• [JOB]:
Locate the line containing "Where can the person with red" in the data below. Reproduce it and every following line up to the end, exactly as given.

• [DATA TO USE]:
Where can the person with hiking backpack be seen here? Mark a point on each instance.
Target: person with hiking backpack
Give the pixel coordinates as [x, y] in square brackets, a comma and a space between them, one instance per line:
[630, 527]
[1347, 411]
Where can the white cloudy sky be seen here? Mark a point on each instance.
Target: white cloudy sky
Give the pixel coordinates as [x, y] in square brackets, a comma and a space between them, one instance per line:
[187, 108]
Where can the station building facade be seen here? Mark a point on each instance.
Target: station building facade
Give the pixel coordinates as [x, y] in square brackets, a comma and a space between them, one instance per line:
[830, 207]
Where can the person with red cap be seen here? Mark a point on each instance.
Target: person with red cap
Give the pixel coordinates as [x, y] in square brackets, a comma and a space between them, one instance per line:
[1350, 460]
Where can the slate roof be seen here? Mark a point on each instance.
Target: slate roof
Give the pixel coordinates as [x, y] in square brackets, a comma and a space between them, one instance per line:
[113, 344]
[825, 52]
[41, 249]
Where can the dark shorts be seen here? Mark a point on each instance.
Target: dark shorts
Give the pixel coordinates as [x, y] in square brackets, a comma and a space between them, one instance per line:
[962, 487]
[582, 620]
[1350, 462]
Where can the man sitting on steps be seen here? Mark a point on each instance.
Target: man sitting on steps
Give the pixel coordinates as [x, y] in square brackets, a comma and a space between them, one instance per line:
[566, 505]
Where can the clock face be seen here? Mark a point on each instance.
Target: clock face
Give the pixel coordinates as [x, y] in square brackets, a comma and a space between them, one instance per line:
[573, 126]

• [REPLY]:
Where can the person with red cap be seen here? Mark a point on each instance.
Target: person with red cap
Give the pixel coordinates as [x, y] in square brackets, a comma and a space between them, one instance per line:
[1350, 460]
Where can the slate roof be seen here? Mark a point on each instance.
Target: slate roof
Give the pixel coordinates as [x, y] in square brackets, a comma and a space between them, one instance per line:
[113, 344]
[825, 52]
[41, 249]
Where can the dark shorts be seen here? Mark a point on each instance.
Target: dark shorts
Give the pixel coordinates as [x, y] in square brackets, a comma and a space between them, one instance per line:
[962, 487]
[582, 620]
[1350, 462]
Where can the man sitting on steps be seen here? Mark a point on each instance.
Target: man sitting on steps
Give the pixel coordinates as [x, y] in square brackets, a comma and a space between them, one instance per line:
[566, 505]
Where can the clock face be seen here? Mark a point on each instance.
Target: clock face
Give the pixel coordinates as [x, y] in square brackets, a comma and a space between them, one instance per line:
[573, 126]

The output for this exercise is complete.